TASKS
1/ In the bios, where does Samaa Abdurraqib currently work?
2/ Copy the bios word for word from "Rodney Moore, Hyattsville, Maryland/Maine" to "organization’s 50th anniversary.".

Rachel Harding, Denver, CO—is a poet, historian and scholar of religions of the Afro-Atlantic diaspora. Associate Professor of Indigenous Spiritual Traditions in the Ethnic Studies department of the University of Colorado Denver, Dr. Harding writes about the conjunction of religion, creativity and social justice in the experience of communities of African descent in the US and Brazil.
Rodney Moore, Hyattsville, Maryland/Maine —Arts Manager, The David C. Driskell Center for the Study of Visual Arts and Culture of African-Americans and the African Diaspora. Rodney is an active arts advocate serving as a trustee to the Portland Museum of Art.
Samaa Abdurraqib moved to Maine in 2010, spent three years teaching Gender & Women’s Studies at Bowdoin College and transitioned into the non-profit world in 2013. She currently works at the Maine Coalition to End Domestic Violence. Samaa’s academic and non-academic writing can be found in a variety of edited collections, academic journals, and on the online platform The Body Is Not An Apology. Her poem, “End of Land – Deer Isle” was recently published (2020) in Maine Coast Heritage Trust’s Voices From the Coast – a publication celebrating the organization’s 50th anniversary.

DATA
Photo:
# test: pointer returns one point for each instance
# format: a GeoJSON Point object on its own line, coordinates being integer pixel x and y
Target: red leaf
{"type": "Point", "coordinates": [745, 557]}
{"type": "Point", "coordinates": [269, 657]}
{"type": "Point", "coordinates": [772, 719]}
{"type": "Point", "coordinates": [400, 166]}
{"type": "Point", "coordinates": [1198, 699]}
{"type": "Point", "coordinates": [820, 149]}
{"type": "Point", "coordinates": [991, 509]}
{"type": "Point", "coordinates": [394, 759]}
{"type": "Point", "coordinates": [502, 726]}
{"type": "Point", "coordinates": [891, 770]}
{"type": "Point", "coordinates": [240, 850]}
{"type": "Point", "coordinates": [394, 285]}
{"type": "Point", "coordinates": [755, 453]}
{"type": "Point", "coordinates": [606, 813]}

EXERCISE RESULTS
1/ She works at the Maine Coalition to End Domestic Violence.

2/
Rodney Moore, Hyattsville, Maryland/Maine —Arts Manager, The David C. Driskell Center for the Study of Visual Arts and Culture of African-Americans and the African Diaspora. Rodney is an active arts advocate serving as a trustee to the Portland Museum of Art.
Samaa Abdurraqib moved to Maine in 2010, spent three years teaching Gender & Women’s Studies at Bowdoin College and transitioned into the non-profit world in 2013. She currently works at the Maine Coalition to End Domestic Violence. Samaa’s academic and non-academic writing can be found in a variety of edited collections, academic journals, and on the online platform The Body Is Not An Apology. Her poem, “End of Land – Deer Isle” was recently published (2020) in Maine Coast Heritage Trust’s Voices From the Coast – a publication celebrating the organization’s 50th anniversary.